Tyler Powell, 33, says he's been a farmer ever since he could walk, but he first raised his own crop in 2003 on the family farm in LaCenter, Kentucky. He was 22 at the time. "On this plot of land, there was my dad, my granddad and my great-granddad," he says. "So that makes me fourth-generation."...

John A. Heuer, his wife, Amy, and his mother, Eva Feuerhahn, pose for a photo at Heuer Sons Implement Co. in Cape Girardeau. (Fred Lynch)
John A. Heuer, his wife, Amy, and his mother, Eva Feuerhahn, pose for a photo at Heuer Sons Implement Co. in Cape Girardeau. (Fred Lynch)

Tyler Powell, 33, says he's been a farmer ever since he could walk, but he first raised his own crop in 2003 on the family farm in LaCenter, Kentucky. He was 22 at the time.

"On this plot of land, there was my dad, my granddad and my great-granddad," he says. "So that makes me fourth-generation."

It's the classic agricultural yarn, illustrating pastoral family values and a stark reality: that few farmers enter the field, so to speak, without having been born into it.

"You can't just decide one day that you want to be a farmer and go out and start farming a thousand acres," Powell says. "It just doesn't work like that."
◆ ◆ ◆
> [Requirement]:
In the article on family farming, which relatives does Tyler Powell name as having been on his plot of land before him? The material after this text comes from a different source.

> [Collected data]:
◆ ◆ ◆
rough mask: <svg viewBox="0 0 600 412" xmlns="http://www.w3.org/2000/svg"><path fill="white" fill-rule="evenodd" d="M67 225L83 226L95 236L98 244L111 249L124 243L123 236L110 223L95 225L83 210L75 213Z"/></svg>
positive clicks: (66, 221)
◆ ◆ ◆
> [Finished task]:
- His dad
- His granddad
- His great-granddad